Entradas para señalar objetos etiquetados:
▼▼▼

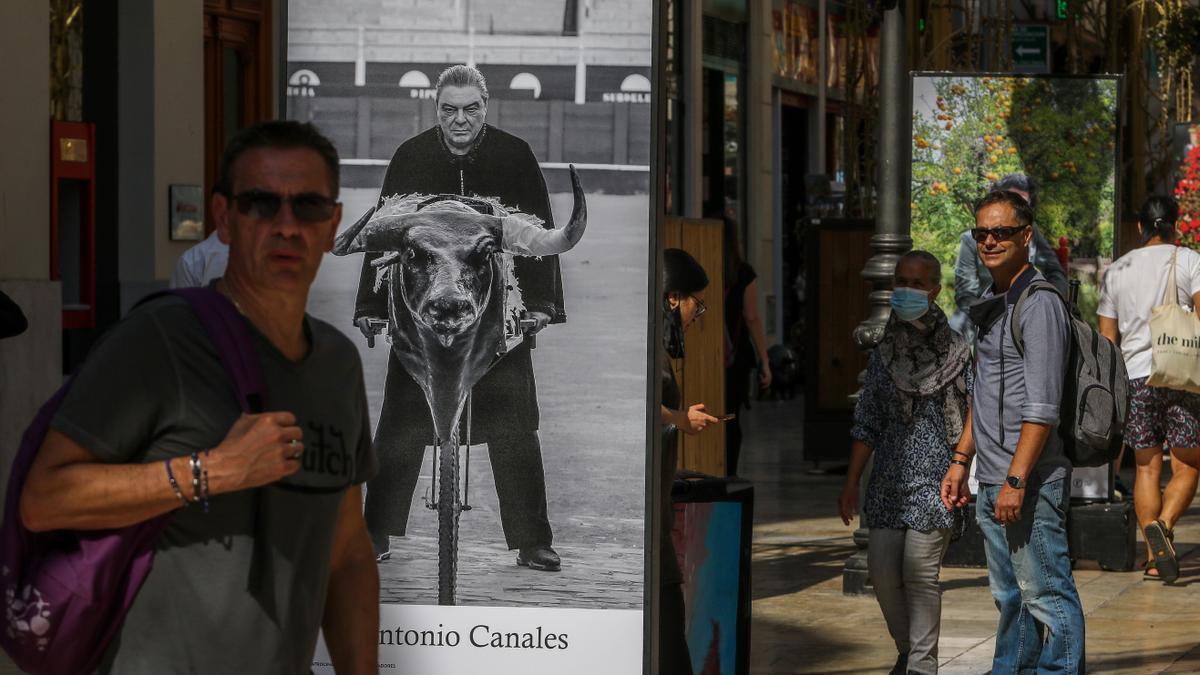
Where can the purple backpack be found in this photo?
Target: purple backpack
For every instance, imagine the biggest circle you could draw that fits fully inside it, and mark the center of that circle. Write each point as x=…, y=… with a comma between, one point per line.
x=65, y=592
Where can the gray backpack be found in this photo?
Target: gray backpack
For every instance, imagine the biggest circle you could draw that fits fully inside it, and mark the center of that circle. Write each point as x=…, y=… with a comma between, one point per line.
x=1096, y=388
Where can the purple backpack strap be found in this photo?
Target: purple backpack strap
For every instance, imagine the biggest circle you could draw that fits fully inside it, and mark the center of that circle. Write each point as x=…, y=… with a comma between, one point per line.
x=67, y=592
x=229, y=334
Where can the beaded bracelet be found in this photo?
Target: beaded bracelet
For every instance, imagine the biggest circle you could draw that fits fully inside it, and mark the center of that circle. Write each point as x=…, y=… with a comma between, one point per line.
x=174, y=484
x=204, y=484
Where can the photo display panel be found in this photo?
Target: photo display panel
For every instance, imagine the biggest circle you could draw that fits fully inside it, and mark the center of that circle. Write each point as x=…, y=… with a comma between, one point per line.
x=499, y=299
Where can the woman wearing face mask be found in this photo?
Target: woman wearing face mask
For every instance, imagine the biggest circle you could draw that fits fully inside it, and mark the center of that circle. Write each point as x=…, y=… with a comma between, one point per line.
x=910, y=414
x=682, y=279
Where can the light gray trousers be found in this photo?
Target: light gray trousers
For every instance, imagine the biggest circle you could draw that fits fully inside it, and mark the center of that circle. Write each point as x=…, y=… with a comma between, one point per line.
x=904, y=566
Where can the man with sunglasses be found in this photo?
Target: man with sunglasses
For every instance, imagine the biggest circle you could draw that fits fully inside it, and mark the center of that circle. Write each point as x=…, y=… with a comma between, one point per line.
x=463, y=155
x=265, y=544
x=971, y=275
x=1024, y=476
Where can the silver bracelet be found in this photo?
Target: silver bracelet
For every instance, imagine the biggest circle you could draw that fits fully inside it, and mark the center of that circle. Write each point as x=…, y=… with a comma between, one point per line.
x=204, y=484
x=174, y=484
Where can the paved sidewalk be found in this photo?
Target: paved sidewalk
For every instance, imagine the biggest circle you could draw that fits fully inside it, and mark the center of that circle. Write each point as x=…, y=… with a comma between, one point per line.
x=803, y=622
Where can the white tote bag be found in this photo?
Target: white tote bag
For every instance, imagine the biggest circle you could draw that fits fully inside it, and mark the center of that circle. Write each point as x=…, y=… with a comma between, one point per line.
x=1175, y=341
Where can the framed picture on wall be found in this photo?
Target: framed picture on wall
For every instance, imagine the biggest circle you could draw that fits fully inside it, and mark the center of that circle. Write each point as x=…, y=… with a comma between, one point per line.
x=186, y=213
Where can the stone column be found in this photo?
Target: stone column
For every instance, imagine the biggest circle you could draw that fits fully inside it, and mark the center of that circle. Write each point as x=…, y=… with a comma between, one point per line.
x=891, y=237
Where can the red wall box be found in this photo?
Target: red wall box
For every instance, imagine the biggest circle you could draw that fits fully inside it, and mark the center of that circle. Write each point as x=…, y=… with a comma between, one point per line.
x=73, y=220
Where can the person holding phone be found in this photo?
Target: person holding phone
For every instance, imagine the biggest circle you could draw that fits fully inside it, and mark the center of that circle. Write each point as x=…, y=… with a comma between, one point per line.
x=910, y=414
x=683, y=279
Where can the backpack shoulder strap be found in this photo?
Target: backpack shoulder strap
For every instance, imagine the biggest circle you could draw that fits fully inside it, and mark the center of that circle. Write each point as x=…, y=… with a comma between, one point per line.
x=231, y=336
x=1015, y=324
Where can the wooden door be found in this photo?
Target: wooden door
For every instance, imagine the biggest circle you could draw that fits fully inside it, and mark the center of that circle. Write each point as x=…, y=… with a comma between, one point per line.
x=701, y=372
x=238, y=73
x=838, y=296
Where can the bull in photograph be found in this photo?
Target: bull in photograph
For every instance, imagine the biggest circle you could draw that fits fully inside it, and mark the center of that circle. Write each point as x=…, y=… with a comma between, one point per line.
x=451, y=294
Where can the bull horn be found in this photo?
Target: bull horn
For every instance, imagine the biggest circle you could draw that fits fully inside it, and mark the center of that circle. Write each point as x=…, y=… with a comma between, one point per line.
x=525, y=239
x=378, y=233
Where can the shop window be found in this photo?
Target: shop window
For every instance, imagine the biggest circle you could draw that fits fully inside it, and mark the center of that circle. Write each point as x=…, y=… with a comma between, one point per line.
x=415, y=79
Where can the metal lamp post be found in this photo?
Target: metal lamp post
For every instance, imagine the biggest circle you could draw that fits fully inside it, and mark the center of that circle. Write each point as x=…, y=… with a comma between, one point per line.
x=891, y=237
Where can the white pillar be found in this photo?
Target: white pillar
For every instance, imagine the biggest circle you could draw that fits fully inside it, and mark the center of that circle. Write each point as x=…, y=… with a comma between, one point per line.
x=360, y=64
x=581, y=67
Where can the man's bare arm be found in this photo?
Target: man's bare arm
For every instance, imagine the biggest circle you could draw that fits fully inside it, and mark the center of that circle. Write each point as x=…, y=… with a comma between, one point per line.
x=1029, y=451
x=70, y=488
x=1109, y=329
x=955, y=490
x=352, y=602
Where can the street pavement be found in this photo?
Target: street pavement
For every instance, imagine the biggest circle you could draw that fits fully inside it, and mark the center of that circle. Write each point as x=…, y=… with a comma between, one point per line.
x=804, y=623
x=591, y=375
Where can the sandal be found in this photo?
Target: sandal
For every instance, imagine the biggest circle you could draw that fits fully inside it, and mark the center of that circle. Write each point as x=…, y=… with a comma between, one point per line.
x=1158, y=538
x=1151, y=567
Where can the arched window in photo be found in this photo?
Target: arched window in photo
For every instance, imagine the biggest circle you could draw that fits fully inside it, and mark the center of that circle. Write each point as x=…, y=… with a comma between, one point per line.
x=304, y=83
x=527, y=82
x=414, y=79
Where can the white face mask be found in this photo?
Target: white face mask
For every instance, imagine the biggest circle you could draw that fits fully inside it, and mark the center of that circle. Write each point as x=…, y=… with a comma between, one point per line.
x=910, y=304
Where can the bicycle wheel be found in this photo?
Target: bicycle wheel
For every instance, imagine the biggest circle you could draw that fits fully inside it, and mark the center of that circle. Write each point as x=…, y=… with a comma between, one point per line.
x=449, y=508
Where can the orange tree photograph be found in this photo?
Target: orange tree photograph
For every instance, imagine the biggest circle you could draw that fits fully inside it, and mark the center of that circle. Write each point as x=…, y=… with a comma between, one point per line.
x=971, y=131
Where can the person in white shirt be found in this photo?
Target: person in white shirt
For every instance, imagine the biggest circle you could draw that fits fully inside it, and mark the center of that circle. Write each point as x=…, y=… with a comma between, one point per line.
x=1132, y=287
x=202, y=263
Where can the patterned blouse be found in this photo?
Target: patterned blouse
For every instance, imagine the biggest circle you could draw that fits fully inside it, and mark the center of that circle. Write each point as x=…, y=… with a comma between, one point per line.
x=911, y=459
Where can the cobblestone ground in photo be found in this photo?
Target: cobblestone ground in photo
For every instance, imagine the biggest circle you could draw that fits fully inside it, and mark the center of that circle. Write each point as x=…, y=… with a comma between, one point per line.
x=591, y=377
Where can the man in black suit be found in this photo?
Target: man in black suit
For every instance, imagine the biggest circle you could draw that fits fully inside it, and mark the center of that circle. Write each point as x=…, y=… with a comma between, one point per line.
x=463, y=155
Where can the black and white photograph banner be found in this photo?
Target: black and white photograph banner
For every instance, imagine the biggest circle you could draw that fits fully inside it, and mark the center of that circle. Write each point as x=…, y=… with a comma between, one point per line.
x=492, y=267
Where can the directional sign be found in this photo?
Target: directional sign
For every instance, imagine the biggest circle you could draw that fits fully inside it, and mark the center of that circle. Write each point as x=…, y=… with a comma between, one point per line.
x=1031, y=48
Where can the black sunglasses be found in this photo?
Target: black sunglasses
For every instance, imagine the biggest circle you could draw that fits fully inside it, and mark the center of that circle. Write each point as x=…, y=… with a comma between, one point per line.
x=1000, y=233
x=306, y=207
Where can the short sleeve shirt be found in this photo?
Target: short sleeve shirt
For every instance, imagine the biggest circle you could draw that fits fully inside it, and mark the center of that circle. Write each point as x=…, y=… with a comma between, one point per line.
x=153, y=389
x=1134, y=285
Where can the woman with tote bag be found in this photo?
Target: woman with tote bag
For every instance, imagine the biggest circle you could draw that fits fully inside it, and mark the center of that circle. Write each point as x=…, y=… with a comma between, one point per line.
x=1147, y=291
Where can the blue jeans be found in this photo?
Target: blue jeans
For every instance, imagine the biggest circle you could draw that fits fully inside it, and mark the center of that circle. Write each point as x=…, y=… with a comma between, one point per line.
x=1029, y=568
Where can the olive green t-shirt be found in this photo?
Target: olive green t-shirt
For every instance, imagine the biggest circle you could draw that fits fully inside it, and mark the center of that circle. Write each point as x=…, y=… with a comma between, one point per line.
x=240, y=589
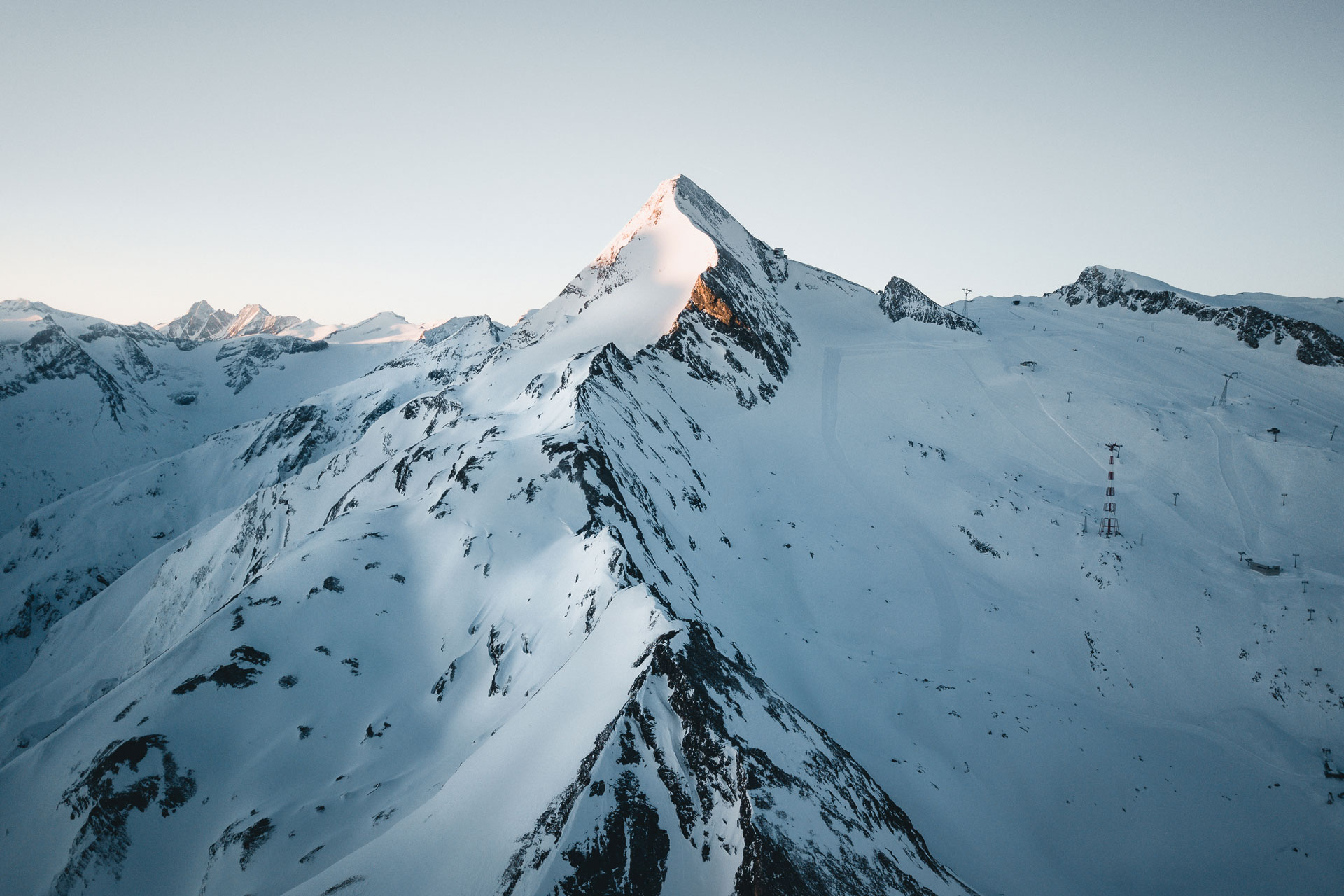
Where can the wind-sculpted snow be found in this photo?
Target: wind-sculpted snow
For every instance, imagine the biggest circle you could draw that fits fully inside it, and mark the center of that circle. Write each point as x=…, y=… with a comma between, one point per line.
x=718, y=574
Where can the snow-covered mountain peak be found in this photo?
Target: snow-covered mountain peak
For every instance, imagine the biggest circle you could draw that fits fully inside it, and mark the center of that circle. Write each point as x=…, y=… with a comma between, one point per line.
x=901, y=298
x=1312, y=326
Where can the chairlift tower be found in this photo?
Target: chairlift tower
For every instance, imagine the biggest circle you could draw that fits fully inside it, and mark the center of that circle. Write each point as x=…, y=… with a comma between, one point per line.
x=1108, y=526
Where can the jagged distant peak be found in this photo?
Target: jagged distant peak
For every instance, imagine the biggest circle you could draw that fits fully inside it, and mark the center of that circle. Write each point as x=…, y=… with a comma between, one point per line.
x=454, y=326
x=901, y=300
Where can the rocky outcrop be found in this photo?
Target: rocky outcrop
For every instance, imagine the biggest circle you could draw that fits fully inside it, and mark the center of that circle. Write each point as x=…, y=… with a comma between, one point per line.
x=203, y=323
x=901, y=300
x=1100, y=286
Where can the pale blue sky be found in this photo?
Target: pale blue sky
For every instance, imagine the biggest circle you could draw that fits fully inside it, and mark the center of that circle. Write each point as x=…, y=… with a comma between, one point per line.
x=336, y=159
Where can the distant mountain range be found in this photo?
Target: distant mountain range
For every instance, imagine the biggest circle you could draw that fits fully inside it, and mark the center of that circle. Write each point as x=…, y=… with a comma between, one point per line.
x=717, y=574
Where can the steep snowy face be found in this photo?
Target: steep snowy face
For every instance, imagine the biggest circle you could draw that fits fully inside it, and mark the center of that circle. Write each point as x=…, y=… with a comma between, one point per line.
x=384, y=327
x=635, y=289
x=1315, y=344
x=200, y=323
x=720, y=574
x=493, y=583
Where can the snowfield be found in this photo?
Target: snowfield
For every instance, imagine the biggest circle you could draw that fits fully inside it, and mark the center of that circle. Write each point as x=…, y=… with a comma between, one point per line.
x=718, y=574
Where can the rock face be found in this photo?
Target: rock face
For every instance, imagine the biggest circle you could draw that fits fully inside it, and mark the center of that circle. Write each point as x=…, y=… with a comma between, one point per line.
x=667, y=590
x=203, y=323
x=901, y=300
x=1102, y=286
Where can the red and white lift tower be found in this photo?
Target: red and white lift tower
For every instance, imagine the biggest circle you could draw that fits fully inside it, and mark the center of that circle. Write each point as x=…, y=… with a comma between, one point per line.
x=1108, y=522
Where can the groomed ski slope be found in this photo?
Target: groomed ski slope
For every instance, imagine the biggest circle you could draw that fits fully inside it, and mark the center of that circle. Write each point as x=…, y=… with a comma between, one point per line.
x=670, y=590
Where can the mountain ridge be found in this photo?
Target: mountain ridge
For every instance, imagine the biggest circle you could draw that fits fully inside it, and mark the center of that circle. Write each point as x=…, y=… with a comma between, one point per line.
x=496, y=606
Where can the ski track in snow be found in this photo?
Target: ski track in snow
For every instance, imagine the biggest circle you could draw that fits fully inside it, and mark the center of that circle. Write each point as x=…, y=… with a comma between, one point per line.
x=566, y=606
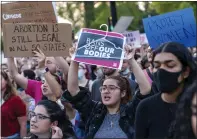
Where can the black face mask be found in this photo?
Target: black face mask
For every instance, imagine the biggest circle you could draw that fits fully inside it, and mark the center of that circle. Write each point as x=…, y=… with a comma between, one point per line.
x=166, y=81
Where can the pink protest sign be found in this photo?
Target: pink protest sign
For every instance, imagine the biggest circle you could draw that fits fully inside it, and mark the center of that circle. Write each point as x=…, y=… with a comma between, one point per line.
x=100, y=48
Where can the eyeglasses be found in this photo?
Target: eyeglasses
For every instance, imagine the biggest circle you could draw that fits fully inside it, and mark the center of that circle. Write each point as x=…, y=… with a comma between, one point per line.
x=110, y=88
x=39, y=117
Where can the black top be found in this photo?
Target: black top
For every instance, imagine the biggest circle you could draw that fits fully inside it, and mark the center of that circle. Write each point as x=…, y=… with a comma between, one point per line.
x=93, y=113
x=154, y=118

▲▲▲

CONSIGNA: Organiza en un CSV de dos columnas, "texto" y "respuesta", todo lo que va desde la línea que contiene "Where can the snow-covered" hasta la que contiene "x=1312, y=326", ambas incluidas. Pon en cada fila el texto y su respuesta, cada uno en un campo entre comillas y con los saltos de línea cambiados por espacios.

SOLUCIÓN DEL EJERCICIO:
texto,respuesta
"Where can the snow-covered mountain peak be found in this photo? Target: snow-covered mountain peak For every instance, imagine the biggest circle you could draw that fits fully inside it, and mark the center of that circle. Write each point as x=…, y=… with a comma between, one point per line.","x=901, y=298 x=1312, y=326"